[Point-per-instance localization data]
● ● ●

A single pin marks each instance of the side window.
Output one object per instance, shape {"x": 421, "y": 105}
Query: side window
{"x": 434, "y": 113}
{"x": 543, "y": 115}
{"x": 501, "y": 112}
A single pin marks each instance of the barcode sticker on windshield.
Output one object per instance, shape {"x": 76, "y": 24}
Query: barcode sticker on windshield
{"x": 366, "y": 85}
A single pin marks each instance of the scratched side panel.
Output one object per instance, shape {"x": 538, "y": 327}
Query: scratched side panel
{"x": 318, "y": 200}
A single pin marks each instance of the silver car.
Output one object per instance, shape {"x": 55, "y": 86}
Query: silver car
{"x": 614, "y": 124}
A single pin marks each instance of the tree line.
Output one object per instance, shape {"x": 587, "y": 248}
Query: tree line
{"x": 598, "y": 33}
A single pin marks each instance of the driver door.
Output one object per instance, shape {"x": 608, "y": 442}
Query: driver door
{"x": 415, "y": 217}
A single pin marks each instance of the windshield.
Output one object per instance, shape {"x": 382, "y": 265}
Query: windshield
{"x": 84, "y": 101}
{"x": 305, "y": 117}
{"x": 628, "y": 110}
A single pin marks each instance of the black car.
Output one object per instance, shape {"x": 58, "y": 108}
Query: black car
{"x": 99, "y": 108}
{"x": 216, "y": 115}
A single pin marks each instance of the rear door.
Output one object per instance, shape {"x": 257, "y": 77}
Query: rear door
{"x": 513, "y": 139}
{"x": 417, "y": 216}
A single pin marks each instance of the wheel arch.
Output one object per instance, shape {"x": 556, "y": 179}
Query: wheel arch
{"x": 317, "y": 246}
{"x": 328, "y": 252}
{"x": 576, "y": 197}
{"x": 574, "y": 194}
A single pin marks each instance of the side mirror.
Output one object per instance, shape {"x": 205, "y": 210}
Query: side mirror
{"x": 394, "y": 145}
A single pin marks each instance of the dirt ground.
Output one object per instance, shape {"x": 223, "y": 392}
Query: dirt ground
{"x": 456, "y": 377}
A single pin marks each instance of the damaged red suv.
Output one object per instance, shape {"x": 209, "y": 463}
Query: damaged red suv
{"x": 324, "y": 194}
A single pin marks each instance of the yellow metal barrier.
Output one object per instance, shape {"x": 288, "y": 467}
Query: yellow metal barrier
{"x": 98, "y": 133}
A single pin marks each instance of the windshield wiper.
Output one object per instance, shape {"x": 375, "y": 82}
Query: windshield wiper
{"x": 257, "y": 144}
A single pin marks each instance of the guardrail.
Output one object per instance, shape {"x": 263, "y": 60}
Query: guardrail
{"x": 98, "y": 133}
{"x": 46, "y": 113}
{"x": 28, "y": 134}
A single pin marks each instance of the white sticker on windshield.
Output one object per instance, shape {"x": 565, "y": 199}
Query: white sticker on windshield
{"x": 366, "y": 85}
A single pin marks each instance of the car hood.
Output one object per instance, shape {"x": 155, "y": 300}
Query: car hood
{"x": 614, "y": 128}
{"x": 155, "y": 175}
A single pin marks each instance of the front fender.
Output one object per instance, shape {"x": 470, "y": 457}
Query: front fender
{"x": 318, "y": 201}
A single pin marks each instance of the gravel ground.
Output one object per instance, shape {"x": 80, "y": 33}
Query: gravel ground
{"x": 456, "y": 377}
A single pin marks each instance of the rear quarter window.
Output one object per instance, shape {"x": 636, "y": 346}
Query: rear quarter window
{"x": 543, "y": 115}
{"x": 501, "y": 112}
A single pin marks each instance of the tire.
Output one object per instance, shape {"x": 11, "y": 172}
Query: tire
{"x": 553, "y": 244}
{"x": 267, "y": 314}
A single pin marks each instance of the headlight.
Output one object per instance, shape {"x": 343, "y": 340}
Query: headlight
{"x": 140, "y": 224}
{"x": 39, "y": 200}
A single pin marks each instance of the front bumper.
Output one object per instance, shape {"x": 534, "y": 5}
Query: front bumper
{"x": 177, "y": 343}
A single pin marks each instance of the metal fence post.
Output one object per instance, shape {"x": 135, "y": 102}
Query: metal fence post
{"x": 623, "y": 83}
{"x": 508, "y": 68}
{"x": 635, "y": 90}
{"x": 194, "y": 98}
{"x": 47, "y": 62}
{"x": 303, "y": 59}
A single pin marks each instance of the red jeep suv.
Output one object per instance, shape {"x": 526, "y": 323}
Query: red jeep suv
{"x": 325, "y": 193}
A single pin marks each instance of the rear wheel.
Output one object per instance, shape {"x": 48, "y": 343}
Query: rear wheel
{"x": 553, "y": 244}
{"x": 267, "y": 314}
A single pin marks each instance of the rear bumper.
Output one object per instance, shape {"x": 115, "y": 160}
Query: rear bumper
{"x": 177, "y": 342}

● ● ●

From the first line of the records above down to the line containing "A single pin marks each instance of the scratched", repeat each line exactly as written. Include both of those lines and add nothing.

| Response box |
A single pin marks each instance of the side window.
Output one object per instance, shape {"x": 421, "y": 105}
Query: side window
{"x": 434, "y": 113}
{"x": 543, "y": 115}
{"x": 501, "y": 112}
A single pin marks each instance of the barcode sticker on windshield.
Output one object per instance, shape {"x": 76, "y": 24}
Query: barcode sticker on windshield
{"x": 366, "y": 85}
A single pin marks each instance of the scratched side panel.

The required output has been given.